* start *

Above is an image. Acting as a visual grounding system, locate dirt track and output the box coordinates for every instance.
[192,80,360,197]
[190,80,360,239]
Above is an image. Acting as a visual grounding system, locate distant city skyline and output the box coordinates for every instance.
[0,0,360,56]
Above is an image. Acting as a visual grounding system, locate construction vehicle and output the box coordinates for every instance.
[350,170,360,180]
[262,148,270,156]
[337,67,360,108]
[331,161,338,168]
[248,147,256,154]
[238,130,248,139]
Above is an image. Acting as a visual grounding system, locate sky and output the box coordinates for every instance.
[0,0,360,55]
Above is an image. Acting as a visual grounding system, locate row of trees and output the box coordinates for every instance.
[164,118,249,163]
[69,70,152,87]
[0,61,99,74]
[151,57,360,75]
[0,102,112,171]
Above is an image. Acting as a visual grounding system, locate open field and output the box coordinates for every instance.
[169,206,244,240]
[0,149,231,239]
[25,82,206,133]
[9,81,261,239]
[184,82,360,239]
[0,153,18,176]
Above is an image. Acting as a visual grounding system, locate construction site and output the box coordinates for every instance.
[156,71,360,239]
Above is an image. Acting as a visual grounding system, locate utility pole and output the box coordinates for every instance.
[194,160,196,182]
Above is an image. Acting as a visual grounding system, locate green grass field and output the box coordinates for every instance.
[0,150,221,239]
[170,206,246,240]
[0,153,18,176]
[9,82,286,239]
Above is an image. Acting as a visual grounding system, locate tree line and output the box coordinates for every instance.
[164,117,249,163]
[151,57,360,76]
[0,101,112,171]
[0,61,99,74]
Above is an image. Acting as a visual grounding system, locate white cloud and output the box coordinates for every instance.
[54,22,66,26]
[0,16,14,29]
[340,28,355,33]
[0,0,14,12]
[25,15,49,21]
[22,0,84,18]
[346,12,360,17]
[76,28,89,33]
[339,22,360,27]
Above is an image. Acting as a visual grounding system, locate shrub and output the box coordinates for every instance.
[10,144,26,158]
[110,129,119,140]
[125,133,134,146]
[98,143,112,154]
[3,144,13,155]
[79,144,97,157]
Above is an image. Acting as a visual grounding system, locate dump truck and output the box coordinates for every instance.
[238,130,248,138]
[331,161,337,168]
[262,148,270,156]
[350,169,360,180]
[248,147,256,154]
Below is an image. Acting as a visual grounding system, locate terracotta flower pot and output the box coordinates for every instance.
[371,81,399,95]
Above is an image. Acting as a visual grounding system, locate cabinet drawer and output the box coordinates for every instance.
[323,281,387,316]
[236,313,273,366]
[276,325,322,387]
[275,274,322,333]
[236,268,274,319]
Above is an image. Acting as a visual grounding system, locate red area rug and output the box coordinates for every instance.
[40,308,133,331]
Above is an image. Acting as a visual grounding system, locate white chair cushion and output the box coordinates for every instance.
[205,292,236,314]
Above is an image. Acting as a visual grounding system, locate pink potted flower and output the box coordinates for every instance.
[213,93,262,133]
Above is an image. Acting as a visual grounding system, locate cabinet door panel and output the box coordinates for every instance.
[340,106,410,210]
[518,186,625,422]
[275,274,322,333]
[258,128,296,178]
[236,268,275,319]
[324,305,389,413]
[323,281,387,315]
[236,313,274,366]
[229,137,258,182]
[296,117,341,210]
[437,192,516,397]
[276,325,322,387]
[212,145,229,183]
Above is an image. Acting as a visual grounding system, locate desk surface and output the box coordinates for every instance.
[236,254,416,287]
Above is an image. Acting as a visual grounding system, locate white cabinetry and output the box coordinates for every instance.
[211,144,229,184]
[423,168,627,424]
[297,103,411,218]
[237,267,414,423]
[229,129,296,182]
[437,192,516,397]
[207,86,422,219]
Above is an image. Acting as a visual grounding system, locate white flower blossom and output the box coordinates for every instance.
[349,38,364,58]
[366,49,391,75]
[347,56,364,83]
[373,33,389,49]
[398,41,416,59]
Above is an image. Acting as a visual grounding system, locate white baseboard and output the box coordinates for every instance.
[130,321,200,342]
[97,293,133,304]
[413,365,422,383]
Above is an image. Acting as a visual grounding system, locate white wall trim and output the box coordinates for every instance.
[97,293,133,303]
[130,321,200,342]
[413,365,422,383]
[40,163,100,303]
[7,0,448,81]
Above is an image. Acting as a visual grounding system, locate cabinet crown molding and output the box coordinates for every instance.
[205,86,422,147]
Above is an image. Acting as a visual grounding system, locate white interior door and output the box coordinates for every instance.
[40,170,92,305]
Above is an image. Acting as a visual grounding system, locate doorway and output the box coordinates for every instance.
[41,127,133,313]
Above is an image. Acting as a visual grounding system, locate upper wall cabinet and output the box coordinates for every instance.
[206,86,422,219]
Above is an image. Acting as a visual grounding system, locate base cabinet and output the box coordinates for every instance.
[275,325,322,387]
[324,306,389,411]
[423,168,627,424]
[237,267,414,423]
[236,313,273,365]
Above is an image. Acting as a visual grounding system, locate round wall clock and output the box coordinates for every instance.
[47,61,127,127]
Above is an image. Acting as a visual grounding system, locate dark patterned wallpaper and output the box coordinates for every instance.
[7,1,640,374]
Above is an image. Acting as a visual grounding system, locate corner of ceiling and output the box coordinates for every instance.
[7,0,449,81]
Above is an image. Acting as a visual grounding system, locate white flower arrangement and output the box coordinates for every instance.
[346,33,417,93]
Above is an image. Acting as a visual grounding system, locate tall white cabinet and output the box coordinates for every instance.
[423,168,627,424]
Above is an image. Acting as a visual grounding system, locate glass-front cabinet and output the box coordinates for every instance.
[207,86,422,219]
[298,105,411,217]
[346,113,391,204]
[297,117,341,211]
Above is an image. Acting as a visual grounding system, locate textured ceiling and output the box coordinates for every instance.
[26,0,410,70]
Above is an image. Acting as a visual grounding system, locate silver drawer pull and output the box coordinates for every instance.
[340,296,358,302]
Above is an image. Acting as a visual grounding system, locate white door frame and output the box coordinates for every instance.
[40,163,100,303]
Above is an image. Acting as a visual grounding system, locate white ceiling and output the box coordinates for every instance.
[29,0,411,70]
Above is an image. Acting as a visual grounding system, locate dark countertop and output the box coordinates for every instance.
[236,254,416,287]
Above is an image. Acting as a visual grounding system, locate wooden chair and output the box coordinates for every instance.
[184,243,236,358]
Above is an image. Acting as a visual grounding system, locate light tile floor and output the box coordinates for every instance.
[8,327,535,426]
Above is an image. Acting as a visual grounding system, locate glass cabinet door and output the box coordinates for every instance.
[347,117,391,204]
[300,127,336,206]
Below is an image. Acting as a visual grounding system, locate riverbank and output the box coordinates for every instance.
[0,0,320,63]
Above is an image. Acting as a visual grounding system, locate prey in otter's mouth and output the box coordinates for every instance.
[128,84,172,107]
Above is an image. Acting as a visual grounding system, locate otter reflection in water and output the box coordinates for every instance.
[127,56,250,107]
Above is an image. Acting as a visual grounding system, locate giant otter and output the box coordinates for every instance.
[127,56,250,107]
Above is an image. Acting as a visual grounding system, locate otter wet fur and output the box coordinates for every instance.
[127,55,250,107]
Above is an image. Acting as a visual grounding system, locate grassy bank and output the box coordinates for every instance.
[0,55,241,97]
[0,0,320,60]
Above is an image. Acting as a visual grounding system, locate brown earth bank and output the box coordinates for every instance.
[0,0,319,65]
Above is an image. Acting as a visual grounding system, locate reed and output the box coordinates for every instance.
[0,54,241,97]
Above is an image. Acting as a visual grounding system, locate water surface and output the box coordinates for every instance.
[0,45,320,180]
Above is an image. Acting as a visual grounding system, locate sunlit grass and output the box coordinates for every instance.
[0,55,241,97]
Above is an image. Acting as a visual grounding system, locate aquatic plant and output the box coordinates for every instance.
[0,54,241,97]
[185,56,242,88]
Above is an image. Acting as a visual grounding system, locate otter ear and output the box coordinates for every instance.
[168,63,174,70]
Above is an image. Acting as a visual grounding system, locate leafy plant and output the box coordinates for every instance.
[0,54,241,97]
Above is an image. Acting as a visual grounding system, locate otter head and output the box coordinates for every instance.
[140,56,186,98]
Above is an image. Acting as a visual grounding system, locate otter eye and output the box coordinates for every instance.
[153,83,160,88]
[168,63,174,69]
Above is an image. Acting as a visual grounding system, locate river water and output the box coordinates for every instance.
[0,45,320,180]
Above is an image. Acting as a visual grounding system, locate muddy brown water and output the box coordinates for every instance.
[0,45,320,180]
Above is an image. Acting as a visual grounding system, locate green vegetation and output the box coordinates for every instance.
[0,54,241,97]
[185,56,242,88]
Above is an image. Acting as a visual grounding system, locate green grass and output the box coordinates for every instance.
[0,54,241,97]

* end *
* start *

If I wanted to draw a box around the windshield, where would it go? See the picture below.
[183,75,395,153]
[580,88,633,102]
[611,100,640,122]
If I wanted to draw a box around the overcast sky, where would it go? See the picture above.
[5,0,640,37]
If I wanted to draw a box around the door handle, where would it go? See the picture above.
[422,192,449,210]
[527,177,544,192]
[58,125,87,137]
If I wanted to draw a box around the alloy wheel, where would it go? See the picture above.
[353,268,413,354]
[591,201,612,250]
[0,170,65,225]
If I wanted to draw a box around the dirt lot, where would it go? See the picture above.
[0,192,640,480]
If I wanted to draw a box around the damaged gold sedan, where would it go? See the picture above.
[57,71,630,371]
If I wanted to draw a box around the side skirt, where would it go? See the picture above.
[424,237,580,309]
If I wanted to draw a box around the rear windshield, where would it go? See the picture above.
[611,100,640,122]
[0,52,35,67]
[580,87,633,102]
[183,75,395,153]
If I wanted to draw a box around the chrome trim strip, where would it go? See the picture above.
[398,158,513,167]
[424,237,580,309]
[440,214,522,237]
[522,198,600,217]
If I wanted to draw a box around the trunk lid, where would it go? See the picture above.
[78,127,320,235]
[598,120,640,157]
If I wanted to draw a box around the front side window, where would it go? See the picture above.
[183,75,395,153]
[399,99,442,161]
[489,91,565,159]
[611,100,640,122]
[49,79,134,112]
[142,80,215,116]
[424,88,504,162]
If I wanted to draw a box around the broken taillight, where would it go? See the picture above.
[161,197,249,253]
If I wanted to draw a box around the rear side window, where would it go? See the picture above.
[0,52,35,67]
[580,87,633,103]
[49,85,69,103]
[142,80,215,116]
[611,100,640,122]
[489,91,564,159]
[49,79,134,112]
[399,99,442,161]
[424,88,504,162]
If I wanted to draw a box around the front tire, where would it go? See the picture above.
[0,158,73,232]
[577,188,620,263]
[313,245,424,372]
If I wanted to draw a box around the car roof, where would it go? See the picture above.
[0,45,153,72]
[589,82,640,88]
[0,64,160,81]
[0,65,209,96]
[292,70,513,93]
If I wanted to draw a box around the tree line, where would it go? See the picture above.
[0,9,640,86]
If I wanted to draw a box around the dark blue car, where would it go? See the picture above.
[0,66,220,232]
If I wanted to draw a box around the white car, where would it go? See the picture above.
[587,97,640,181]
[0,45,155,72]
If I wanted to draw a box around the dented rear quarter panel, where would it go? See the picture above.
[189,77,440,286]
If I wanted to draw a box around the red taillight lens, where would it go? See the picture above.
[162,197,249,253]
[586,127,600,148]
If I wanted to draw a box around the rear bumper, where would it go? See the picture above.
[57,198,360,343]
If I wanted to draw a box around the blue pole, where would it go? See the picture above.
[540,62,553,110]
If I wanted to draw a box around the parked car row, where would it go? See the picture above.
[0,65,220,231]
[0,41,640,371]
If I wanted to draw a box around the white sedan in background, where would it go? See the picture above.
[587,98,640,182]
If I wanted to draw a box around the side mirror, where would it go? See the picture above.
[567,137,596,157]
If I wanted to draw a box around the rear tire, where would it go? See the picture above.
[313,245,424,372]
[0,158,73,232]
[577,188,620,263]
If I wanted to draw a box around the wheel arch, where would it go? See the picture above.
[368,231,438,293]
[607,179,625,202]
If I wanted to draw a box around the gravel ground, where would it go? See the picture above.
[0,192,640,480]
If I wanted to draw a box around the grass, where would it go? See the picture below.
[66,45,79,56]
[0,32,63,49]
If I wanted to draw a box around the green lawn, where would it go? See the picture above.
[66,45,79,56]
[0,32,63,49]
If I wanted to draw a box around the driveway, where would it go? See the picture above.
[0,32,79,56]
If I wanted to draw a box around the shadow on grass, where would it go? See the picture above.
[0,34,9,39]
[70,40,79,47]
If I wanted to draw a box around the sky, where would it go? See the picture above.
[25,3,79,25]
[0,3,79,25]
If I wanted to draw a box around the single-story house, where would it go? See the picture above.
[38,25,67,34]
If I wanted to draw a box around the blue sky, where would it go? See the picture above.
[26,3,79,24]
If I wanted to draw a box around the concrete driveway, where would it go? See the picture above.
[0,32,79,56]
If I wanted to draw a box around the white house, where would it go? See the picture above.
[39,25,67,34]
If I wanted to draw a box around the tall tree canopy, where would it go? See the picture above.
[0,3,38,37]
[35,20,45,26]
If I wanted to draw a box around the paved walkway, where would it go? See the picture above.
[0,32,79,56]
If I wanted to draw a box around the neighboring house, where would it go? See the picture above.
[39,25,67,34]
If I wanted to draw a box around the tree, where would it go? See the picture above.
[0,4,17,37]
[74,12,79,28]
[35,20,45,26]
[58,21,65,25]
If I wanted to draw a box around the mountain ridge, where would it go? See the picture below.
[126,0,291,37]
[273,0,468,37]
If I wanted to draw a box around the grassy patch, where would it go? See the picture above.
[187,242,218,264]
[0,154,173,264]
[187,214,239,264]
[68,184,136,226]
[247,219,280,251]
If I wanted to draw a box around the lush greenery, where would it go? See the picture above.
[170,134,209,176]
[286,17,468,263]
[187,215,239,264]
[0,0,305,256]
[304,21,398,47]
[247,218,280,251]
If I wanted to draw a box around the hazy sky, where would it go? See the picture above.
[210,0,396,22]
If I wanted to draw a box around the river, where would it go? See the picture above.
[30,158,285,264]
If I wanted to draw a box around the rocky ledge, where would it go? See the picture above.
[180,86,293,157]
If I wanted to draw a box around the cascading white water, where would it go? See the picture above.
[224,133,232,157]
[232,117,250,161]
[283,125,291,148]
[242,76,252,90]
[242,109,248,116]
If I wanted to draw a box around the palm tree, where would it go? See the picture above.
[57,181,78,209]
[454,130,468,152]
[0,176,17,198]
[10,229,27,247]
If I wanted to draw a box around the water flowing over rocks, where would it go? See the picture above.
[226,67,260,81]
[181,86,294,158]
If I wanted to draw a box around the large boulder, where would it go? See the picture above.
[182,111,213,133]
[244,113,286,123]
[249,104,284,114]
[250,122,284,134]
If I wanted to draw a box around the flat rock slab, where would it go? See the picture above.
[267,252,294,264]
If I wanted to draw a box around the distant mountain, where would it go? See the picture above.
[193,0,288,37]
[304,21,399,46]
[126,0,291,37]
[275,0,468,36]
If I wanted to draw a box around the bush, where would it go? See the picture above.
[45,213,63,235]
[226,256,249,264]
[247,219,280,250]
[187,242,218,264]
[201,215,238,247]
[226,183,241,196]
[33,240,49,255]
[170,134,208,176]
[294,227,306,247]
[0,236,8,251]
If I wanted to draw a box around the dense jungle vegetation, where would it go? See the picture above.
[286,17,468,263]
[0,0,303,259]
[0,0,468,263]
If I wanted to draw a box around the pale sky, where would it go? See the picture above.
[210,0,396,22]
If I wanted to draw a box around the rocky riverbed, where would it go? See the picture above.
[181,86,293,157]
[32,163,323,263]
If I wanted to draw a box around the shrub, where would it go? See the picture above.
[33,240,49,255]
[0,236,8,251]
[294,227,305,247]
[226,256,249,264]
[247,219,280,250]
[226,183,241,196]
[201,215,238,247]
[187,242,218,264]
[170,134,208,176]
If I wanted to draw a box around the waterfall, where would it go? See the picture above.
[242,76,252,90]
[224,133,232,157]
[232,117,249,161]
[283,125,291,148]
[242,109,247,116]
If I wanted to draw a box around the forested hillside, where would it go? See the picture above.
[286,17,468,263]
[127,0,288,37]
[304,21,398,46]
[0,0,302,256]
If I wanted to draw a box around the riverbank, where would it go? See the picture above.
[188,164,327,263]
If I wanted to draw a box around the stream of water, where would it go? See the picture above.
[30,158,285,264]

* end *

# EXERCISE GOAL
Copy the rows that start with the line containing "If I wanted to draw a box around the river, where" and end with the line containing "[180,86,293,157]", swapping "rocky ledge" for "stone shelf" and leaving the rest untouched.

# WRITTEN RESPONSE
If I wanted to draw a box around the river, where would it go? See the picture above.
[30,158,285,264]
If I wanted to draw a box around the stone shelf, where would it go? See the picture above.
[180,86,293,157]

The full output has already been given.